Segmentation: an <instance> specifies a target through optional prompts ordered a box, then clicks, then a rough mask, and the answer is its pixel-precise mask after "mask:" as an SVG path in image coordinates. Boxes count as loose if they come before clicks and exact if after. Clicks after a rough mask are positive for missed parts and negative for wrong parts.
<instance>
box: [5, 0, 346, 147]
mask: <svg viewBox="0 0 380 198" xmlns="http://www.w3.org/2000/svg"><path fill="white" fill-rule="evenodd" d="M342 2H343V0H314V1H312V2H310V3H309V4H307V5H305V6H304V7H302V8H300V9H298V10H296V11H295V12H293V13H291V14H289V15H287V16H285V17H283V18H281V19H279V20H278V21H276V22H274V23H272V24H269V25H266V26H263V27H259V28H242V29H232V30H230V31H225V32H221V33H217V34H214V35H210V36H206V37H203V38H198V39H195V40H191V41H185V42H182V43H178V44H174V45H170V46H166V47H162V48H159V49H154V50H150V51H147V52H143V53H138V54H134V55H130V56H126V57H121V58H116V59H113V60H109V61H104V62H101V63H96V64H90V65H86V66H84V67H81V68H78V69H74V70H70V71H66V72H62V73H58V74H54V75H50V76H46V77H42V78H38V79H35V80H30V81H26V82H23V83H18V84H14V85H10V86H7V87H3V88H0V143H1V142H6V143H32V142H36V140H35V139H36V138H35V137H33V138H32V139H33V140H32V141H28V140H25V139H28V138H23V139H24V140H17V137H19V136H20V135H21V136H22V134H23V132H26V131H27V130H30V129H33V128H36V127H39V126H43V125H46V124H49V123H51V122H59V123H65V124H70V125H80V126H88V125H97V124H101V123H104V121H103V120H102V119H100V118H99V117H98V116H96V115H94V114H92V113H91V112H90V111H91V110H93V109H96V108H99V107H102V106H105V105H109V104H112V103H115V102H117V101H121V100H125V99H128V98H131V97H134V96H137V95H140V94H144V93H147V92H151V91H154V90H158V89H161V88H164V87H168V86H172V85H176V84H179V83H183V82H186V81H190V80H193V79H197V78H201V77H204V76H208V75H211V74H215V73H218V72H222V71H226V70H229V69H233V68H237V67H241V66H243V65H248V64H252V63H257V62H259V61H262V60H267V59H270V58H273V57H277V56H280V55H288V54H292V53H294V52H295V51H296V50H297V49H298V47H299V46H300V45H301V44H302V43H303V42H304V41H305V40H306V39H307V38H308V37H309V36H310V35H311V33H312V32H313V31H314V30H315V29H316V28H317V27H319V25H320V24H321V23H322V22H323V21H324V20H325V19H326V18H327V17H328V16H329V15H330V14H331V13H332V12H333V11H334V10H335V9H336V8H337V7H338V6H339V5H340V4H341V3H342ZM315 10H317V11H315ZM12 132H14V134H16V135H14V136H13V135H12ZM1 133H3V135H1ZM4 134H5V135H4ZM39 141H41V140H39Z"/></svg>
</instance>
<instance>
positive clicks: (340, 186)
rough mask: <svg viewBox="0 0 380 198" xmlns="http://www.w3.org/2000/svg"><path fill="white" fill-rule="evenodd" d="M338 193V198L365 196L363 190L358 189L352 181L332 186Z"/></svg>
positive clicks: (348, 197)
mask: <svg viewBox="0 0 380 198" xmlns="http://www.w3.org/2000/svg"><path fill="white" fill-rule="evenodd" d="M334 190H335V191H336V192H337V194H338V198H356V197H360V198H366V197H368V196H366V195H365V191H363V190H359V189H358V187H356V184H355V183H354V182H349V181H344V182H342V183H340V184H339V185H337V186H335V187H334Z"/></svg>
....................
- _TASK TO CARRY OUT_: Among the entries above, which lines include "rough"? List them all.

- _TASK RESULT_:
Segmentation: an <instance> specifies a target through optional prompts ordered a box, then clicks, then a rough mask, and the answer is its pixel-precise mask after "mask:" as an SVG path in image coordinates. Boxes count as loose if they come before clicks and exact if after. Clicks after a rough mask are positive for missed parts and negative for wrong parts.
rough mask: <svg viewBox="0 0 380 198" xmlns="http://www.w3.org/2000/svg"><path fill="white" fill-rule="evenodd" d="M338 193V198L365 196L363 190L358 189L352 181L332 186Z"/></svg>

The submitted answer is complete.